[DO THIS]:
Pick out each row below that contains the string "wall" and copy those rows. Case counts.
+++ EXERCISE MATERIAL +++
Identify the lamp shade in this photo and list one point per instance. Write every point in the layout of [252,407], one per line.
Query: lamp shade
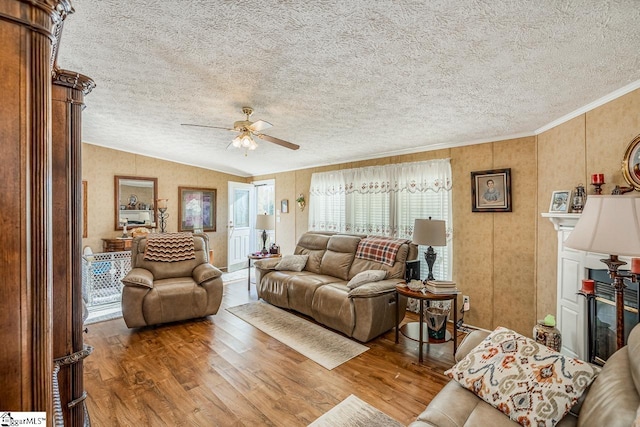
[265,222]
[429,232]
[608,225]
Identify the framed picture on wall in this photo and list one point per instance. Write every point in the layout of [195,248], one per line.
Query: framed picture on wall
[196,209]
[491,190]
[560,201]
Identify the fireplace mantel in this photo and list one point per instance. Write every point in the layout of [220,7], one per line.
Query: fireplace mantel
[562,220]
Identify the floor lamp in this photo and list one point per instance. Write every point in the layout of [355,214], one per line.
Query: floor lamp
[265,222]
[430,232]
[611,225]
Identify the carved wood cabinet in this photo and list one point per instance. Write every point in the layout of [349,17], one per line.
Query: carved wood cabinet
+++
+++ EXERCISE MATERIAL +++
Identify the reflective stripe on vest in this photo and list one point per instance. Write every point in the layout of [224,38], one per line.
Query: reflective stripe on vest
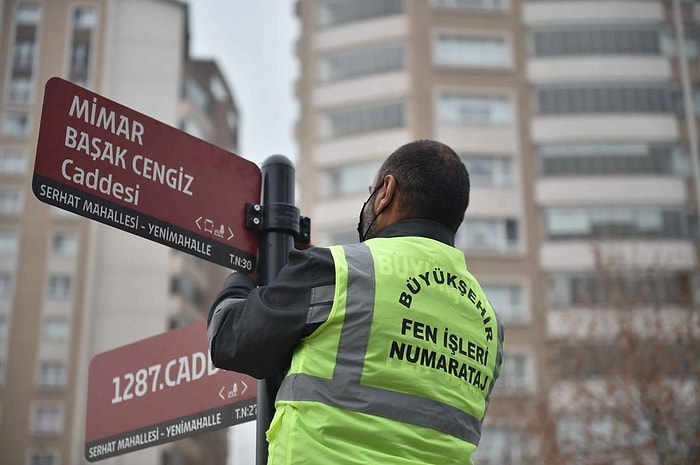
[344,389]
+++
[RESULT OF THE EXERCISE]:
Identify the framed picture on wall in this photo and list one point per instance. Write every point in the layout of [195,248], one per line.
Query: framed picture on wall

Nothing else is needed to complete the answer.